People should think carefully before deciding to move to Florida to take advantage of the state's favorable asset protection laws. Attorneys and advisors need to have some understanding of the potential traps clients may fall into as they try to benefit from the Florida homestead exemption.

Creditors have been successful in forcing the sale of a homestead, with the sales proceeds allocated between the debtor homeowner and his creditors as well as in attaching a homestead through a lien.

To uproot a family during a time of financial stress is difficult, but to do so only to discover the anticipated benefits are nonexistent is devastating. So carefully plan and consider all risks before making the move to this so-called “debtor's haven.”


To benefit from Florida's homestead exemption from creditors' claims, the owner must satisfy three conditions: (1)residency requirements — the owner must reside in Florida; (2)ownership requirements — the Florida homestead should be titled in an individual capacity or as tenants-by-the-entirety for husband and wife, not through a trust, corporation, partnership or limited liability company1; and (3)acreage limitations. But even when clients satisfy the ownership and residency requirements, danger still lurks.2 Courts have directed the sale of Florida homesteads when:

  • the residence was situated on more than the constitutionally-protected lot size;

  • funds used to purchase the home were traced to fraud;

  • a tax lien, regardless of whether owned by one spouse or both, was owed to the Internal Revenue Service; and

  • a federal agency had statutory authority to seek restitution by placing a lien on a homestead.

LISTED ENTRIES:

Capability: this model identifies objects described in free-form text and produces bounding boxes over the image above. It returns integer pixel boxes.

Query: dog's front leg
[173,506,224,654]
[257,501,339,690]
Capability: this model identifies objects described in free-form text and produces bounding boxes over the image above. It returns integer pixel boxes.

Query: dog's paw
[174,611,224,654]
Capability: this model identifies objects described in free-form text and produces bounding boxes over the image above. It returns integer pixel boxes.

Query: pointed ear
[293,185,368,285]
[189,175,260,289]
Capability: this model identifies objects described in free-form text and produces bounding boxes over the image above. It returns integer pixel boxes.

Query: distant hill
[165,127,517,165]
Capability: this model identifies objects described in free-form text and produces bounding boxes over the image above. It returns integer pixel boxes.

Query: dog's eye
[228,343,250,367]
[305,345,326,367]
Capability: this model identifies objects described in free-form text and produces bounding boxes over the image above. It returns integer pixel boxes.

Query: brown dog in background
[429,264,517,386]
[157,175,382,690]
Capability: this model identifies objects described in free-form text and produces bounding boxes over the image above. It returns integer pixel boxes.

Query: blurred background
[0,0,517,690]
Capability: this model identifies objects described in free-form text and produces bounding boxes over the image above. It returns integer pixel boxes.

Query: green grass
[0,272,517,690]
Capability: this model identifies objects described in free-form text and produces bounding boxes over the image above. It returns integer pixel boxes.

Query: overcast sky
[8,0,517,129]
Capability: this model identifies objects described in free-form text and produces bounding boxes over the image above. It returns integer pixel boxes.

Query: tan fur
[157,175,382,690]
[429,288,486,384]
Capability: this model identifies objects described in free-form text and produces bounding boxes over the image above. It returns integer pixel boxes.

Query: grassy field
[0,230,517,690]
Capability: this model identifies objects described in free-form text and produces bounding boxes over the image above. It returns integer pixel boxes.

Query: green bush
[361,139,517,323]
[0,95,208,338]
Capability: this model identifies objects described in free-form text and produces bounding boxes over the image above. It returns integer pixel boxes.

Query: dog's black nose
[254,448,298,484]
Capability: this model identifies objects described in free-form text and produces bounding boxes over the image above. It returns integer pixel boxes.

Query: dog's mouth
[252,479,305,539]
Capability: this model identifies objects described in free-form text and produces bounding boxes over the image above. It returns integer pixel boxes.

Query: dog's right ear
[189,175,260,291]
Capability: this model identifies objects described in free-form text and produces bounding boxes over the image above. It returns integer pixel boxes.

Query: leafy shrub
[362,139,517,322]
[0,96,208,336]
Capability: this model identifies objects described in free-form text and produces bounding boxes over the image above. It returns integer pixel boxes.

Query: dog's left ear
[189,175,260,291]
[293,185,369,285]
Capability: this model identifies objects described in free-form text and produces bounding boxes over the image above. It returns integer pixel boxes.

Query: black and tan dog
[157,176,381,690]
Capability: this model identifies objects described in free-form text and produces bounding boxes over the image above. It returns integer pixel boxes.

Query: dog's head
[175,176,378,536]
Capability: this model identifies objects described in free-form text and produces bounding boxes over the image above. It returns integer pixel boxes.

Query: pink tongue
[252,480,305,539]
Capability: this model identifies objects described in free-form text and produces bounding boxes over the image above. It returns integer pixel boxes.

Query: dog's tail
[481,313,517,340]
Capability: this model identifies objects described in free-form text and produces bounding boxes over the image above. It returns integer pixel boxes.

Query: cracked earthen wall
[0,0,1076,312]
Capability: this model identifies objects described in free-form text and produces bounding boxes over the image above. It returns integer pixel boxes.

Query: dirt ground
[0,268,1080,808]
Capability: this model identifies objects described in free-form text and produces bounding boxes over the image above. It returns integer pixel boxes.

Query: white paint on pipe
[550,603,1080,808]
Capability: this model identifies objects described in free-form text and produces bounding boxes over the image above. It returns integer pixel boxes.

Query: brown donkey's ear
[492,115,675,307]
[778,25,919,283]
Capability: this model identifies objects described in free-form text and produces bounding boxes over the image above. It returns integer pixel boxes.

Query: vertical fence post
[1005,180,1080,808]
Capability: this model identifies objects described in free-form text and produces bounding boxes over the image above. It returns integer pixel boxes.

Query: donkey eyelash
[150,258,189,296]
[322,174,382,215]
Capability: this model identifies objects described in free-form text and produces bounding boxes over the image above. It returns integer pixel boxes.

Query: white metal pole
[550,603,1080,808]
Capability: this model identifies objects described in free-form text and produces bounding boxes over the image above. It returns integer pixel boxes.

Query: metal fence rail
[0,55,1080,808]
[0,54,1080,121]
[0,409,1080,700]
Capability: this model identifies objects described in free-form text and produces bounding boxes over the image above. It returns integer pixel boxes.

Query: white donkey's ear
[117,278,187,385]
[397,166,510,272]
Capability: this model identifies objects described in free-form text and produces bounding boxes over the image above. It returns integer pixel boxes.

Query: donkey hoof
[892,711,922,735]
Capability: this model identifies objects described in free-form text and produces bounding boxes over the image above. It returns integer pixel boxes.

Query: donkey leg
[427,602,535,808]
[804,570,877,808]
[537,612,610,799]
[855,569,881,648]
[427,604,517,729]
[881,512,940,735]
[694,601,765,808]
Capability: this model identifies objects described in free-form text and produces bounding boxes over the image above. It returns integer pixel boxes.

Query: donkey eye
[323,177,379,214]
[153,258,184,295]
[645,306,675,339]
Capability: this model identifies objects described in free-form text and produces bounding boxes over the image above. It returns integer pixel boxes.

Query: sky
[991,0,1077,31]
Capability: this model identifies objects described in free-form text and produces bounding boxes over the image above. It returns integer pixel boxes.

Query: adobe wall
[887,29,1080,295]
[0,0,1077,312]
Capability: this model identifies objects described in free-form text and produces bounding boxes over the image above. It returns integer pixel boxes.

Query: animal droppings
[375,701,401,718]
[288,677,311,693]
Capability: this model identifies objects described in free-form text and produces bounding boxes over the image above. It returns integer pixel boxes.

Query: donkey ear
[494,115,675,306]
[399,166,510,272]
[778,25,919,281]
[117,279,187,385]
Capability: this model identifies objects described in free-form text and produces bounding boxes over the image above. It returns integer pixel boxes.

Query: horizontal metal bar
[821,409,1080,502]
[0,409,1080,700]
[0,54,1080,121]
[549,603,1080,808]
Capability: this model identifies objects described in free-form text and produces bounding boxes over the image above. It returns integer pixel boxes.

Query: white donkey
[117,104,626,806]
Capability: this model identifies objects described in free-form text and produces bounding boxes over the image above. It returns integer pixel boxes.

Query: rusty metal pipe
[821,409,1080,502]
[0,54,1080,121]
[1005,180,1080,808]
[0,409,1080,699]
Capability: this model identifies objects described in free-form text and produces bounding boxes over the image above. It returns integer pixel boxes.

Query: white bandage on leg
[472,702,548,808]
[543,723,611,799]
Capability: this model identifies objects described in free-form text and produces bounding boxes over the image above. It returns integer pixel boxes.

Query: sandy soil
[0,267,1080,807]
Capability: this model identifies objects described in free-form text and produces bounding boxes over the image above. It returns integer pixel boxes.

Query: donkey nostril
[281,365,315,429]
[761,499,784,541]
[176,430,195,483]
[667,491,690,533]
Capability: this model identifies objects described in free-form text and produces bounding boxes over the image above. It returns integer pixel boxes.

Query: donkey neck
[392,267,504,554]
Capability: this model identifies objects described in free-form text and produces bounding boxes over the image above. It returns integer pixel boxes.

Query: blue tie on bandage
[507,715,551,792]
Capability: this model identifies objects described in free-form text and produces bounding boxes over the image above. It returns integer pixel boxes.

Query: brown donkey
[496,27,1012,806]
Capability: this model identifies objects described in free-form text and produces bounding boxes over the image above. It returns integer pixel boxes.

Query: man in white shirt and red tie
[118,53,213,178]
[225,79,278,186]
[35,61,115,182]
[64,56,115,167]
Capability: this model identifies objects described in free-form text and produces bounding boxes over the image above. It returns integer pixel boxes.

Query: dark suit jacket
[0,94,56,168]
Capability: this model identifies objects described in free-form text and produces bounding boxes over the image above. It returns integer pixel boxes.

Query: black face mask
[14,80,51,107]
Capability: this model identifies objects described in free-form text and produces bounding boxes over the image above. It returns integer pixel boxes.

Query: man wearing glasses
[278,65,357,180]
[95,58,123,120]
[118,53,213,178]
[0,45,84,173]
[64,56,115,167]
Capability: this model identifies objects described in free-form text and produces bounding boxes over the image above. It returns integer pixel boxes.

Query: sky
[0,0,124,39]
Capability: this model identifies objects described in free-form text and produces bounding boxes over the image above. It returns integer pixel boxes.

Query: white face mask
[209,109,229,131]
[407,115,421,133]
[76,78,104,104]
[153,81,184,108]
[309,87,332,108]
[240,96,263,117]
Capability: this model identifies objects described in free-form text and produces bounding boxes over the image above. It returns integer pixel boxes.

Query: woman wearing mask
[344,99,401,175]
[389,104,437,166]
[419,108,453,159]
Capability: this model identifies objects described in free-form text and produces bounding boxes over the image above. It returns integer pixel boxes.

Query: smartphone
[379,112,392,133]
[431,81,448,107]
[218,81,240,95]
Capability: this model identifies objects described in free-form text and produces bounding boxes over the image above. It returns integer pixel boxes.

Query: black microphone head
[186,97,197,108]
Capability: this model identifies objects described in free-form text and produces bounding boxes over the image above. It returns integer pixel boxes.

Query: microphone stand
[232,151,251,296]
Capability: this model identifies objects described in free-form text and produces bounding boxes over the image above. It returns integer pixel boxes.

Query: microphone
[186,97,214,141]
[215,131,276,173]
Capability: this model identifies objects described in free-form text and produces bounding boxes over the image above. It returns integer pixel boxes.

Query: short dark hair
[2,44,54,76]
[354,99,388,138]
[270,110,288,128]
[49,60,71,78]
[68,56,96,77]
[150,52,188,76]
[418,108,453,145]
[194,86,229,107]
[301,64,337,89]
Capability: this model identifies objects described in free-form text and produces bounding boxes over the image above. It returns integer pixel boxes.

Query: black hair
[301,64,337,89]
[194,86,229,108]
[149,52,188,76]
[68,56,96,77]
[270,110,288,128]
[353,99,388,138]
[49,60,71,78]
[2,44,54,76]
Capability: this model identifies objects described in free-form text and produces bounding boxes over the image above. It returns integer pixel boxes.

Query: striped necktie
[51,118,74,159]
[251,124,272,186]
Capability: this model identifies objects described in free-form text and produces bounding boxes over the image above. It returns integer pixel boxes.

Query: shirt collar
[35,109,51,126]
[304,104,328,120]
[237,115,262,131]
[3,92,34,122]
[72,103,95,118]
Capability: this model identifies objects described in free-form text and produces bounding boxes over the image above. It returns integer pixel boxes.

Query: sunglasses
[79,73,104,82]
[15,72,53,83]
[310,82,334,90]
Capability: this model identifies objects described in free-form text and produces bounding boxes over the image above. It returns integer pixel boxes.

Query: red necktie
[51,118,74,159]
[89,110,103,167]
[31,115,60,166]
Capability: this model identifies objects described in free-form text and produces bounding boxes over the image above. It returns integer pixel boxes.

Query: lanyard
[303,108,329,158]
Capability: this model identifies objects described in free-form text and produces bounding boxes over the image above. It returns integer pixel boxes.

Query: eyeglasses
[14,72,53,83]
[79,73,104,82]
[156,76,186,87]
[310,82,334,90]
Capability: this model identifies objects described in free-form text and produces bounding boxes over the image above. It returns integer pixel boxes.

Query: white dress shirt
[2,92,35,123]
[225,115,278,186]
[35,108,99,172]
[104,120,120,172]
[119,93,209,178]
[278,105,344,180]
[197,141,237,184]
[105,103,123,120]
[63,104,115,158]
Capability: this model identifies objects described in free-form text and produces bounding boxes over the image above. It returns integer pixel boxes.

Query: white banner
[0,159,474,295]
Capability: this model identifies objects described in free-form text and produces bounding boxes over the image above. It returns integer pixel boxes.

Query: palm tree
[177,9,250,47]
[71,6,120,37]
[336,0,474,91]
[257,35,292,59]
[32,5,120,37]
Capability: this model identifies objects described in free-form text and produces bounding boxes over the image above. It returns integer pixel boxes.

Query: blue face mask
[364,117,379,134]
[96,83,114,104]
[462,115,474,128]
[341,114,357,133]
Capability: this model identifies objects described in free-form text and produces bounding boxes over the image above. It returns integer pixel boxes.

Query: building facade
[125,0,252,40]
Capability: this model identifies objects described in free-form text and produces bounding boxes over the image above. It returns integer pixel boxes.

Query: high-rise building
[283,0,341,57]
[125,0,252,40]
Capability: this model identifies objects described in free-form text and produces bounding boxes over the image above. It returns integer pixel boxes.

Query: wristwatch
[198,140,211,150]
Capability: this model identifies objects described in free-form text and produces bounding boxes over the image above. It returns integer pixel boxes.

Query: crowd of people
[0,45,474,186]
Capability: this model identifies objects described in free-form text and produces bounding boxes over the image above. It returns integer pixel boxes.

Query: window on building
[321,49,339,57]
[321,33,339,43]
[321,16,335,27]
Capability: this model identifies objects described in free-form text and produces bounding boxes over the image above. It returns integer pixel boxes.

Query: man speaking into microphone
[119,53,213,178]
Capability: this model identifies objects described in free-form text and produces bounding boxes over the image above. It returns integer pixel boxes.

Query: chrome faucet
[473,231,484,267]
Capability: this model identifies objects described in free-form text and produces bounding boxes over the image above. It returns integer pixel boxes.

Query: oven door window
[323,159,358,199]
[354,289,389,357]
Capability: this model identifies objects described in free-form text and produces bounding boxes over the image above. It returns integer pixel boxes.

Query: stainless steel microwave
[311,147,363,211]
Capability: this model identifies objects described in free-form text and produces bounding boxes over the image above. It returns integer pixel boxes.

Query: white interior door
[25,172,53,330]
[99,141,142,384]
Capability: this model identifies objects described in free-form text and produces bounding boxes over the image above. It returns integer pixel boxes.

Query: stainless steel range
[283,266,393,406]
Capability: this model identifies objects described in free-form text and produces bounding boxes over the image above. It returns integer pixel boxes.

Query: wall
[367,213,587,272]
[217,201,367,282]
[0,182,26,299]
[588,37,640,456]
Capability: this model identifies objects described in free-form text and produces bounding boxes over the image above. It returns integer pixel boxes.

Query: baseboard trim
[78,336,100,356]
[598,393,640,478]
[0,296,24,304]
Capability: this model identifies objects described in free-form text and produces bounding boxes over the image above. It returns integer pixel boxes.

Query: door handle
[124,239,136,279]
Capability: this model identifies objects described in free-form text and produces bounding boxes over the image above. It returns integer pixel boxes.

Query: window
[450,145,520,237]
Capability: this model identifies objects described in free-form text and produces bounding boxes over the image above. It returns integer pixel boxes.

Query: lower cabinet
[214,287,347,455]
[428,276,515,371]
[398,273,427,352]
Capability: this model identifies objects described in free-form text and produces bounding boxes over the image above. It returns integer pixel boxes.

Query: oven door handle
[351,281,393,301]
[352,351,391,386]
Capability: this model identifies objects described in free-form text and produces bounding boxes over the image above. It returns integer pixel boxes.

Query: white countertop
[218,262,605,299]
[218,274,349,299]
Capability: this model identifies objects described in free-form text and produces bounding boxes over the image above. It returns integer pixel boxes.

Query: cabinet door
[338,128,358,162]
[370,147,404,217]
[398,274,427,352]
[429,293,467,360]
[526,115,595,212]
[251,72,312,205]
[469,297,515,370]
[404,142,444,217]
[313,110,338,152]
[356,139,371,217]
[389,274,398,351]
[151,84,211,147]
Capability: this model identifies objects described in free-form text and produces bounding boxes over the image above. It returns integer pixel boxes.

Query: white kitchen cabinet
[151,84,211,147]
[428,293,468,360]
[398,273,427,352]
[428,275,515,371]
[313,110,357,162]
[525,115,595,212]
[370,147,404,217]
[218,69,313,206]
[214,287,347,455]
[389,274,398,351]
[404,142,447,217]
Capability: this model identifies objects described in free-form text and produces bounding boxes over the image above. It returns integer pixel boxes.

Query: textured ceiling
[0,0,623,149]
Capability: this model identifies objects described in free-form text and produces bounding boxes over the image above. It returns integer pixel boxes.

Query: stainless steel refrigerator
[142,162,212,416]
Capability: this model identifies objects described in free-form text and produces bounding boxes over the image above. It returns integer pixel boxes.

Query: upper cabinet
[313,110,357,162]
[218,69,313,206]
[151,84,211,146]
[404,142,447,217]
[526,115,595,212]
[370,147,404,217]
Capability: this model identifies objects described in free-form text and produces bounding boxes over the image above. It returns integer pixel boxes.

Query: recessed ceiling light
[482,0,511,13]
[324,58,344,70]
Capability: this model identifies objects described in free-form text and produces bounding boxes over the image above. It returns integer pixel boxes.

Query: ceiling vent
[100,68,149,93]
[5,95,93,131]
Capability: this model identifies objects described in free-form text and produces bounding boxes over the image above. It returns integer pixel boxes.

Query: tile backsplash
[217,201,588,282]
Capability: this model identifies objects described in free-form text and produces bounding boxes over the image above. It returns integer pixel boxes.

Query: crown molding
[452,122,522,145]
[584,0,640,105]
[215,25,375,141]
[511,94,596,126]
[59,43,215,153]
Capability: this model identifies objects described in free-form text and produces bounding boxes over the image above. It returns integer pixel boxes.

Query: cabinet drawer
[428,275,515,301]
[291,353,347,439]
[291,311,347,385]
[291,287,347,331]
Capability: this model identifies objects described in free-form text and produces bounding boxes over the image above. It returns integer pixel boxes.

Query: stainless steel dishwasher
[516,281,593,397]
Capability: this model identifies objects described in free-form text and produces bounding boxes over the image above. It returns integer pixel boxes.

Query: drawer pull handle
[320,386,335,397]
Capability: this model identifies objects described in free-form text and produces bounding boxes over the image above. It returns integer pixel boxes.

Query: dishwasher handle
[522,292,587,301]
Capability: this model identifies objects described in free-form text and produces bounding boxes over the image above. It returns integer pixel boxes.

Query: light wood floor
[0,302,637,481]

GOAL:
Reproduce the stretch of the text on Florida's homestead exemption from "People should think" through "Florida homestead exemption.". The records have no connection to the text on Florida's homestead exemption.

WORKED ANSWER:
People should think carefully before deciding to move to Florida to take advantage of the state's favorable asset protection laws. Attorneys and advisors need to have some understanding of the potential traps clients may fall into as they try to benefit from the Florida homestead exemption.